## To-do list
A: Translate this sentence from the What's Cooking post into Spanish: "This forces the model to minimize error in the class with higher weight."
B: Reproduce the part of the What's Cooking post starting with "This post is" and going on through "forest multiclass classifier.".
C: According to the What's Cooking post, what classwt does the largest class receive under the inverse frequency weighting?

## Start Given text

What's Cooking - Multiclass Imbalance

This post is a continuation of my series of posts on the now extremely expired Kaggle competition What’s Cooking. In my previous post, Hello World Model, I created a basic random forest model in R and found that while its overall accuracy was quite high (93%), its balanced accuracy (76%) could be improved. In this post, I’ll look at some strategies for accommodating class imbalance while still using the same random forest multiclass classifier.

There are several potential options built into the randomForest() package that can help us right off. The first I’ll explore is the classwt parameter, from the documentation, this parameter sets the ‘priors of the classes’ and ‘it need not add to 1’. By default, all classes have a classwt = 1, meaning that a misclassification error during training counts the same for all classes. By changing this parameter so that one class has a classwt of 2 and the rest have a classwt of 1, you are telling the RandomForest that a misclassification is double penalized for one class versus another. This forces the model to minimize error in the class with higher weight. We can supply any numeric vector that is equal to the number of classes to R and not worry about it adding to 1 because when the model is compiled, the classwts are regularized. I tested two strategies for class weights. The first is a basic inverse frequency weighting:

cuisine_freq = table(train_test$train_dt_y)
base_wts = 1/(cuisine_freq/min(cuisine_freq))

rfwts_1 = randomForest(x = train_test$train_dt_x,
                       y = train_test$train_dt_y,
                       ntree = 1500,
                       mtry = 10,
                       classwt = base_wts)

Here the smallest class (british) has a classwt = 1 and the largest class (mexican) has a classwt of .03. This model resulted in a slightly weaker overall accuracy (weighted : 88%, base : 93%) but a much stronger balanced accuracy (weighted : 90% , base : 76%). Looking at the plot below, we can see that the model gave strong preference to the smaller classes, causing large class performance to suffer.

## End Given text
## Start Dataset records

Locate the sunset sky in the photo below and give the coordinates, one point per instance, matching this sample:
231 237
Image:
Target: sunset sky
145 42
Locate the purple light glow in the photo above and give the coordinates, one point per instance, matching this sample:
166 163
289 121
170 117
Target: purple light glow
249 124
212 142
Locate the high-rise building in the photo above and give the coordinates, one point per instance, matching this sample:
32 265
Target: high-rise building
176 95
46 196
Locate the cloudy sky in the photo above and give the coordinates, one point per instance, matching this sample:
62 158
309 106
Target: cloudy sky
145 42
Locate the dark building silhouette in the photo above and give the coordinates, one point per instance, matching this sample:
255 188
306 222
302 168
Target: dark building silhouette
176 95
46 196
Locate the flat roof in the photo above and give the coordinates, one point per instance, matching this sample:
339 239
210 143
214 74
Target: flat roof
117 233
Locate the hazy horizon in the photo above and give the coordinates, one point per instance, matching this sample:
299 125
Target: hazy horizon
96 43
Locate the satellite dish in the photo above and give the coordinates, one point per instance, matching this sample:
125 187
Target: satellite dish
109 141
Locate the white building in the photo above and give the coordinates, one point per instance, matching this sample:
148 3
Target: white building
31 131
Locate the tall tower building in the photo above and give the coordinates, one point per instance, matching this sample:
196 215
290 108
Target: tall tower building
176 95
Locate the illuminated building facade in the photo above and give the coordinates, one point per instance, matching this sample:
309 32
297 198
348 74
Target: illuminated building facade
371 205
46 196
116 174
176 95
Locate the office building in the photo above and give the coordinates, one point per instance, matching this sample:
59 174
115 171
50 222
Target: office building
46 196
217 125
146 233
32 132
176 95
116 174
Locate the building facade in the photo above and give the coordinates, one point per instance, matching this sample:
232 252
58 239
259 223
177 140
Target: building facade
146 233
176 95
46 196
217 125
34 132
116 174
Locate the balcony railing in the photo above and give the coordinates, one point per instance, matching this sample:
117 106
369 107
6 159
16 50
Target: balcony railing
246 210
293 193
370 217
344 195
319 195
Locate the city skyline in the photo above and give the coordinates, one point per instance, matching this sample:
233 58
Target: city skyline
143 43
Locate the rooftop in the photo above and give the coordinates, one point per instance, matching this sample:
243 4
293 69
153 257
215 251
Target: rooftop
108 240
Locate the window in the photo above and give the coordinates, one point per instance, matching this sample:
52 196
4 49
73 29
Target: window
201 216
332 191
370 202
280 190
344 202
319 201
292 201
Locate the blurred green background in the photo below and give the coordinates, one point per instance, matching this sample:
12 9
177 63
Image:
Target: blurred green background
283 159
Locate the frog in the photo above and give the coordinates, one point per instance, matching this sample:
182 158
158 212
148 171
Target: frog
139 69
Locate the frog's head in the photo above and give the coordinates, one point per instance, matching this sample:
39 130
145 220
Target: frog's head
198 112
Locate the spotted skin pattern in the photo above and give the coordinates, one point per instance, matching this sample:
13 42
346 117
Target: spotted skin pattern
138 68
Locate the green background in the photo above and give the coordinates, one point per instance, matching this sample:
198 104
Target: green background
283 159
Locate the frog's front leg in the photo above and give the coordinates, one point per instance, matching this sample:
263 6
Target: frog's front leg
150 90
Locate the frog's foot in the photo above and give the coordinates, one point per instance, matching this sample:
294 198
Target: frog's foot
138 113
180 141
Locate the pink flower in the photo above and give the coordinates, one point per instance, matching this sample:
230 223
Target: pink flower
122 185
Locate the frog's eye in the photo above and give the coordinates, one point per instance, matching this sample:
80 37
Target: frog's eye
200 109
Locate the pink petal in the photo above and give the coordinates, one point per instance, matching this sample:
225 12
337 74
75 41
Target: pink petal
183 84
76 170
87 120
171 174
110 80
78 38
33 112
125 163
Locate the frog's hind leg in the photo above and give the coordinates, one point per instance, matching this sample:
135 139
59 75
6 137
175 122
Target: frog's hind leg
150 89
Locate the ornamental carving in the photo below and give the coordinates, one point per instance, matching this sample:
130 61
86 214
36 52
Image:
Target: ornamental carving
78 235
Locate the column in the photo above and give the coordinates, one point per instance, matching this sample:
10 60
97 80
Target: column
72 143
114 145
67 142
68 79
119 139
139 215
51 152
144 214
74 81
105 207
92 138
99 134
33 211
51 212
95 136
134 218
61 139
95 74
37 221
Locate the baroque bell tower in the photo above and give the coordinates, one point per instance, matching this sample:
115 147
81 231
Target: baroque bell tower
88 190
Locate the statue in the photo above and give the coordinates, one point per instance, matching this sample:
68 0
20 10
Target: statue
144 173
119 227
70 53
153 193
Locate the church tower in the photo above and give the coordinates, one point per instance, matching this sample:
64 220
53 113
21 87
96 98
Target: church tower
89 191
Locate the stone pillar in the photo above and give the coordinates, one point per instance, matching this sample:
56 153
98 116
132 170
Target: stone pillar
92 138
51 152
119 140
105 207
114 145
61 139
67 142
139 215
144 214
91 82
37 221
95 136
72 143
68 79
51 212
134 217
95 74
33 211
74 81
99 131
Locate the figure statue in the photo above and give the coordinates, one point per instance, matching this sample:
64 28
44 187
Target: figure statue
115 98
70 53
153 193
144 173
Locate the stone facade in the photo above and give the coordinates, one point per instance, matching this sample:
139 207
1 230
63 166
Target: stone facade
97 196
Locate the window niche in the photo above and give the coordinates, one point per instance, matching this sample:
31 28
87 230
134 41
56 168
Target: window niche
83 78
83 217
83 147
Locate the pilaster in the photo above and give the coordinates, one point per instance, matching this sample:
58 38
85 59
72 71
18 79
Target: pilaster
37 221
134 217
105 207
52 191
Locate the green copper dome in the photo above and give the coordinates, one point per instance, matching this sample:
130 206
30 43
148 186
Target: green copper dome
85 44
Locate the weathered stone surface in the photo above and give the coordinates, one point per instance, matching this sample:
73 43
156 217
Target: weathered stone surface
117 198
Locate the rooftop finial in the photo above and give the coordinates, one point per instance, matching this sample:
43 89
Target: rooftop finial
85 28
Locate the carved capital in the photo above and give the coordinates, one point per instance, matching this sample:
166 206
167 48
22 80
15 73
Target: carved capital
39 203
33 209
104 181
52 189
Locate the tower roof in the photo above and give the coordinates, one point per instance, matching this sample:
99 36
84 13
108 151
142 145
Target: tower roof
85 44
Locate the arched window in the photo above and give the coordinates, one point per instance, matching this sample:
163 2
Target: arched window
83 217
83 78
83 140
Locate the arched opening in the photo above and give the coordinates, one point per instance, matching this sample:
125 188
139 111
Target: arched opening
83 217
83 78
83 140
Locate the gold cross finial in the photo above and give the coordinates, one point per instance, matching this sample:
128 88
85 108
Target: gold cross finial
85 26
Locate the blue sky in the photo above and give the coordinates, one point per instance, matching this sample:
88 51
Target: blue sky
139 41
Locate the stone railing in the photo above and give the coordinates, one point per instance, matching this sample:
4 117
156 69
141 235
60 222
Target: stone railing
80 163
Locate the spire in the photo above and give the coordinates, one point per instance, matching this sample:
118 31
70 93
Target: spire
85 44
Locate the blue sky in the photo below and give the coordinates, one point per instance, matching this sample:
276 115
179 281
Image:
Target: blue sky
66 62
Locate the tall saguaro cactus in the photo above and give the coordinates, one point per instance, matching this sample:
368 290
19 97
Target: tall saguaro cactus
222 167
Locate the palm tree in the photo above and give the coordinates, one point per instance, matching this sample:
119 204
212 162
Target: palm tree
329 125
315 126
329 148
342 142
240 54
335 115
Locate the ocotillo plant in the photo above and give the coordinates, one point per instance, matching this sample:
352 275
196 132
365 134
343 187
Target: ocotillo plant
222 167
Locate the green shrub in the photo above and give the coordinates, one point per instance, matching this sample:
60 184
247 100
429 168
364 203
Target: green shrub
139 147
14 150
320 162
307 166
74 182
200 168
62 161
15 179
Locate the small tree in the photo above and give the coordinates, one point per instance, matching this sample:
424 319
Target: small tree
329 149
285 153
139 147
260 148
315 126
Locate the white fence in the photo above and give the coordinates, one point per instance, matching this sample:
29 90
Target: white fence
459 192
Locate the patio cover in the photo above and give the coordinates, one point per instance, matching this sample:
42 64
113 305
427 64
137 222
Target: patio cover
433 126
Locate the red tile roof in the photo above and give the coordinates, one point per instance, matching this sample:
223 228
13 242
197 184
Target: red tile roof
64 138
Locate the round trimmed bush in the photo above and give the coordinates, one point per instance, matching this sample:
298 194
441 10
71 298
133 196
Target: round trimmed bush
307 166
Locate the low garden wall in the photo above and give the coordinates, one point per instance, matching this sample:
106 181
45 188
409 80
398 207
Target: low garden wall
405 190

## End Dataset records

## Results for the exercise
A: Esto obliga al modelo a minimizar el error en la clase con mayor peso.

B:
This post is a continuation of my series of posts on the now extremely expired Kaggle competition What’s Cooking. In my previous post, Hello World Model, I created a basic random forest model in R and found that while its overall accuracy was quite high (93%), its balanced accuracy (76%) could be improved. In this post, I’ll look at some strategies for accommodating class imbalance while still using the same random forest multiclass classifier.

C: The largest class (mexican) has a classwt of .03.